__Stated problem__
State how many lines of the records below contain the string "test". Give only the number.
————
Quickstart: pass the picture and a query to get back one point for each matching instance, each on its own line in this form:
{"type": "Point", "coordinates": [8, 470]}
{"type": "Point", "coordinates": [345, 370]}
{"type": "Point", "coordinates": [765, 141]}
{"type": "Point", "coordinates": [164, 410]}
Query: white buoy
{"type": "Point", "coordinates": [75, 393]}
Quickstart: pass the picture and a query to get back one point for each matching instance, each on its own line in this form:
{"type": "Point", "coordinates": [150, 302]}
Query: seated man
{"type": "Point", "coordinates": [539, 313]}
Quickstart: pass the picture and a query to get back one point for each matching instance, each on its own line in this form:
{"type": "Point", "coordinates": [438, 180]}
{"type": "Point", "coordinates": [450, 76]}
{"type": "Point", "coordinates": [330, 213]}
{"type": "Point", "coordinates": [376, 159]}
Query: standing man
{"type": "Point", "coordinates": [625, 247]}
————
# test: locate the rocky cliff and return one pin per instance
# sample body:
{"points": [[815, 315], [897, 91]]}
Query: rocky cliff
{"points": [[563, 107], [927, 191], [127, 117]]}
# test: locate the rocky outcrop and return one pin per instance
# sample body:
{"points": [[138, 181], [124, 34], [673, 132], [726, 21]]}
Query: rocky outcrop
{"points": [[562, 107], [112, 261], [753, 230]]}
————
__The output__
2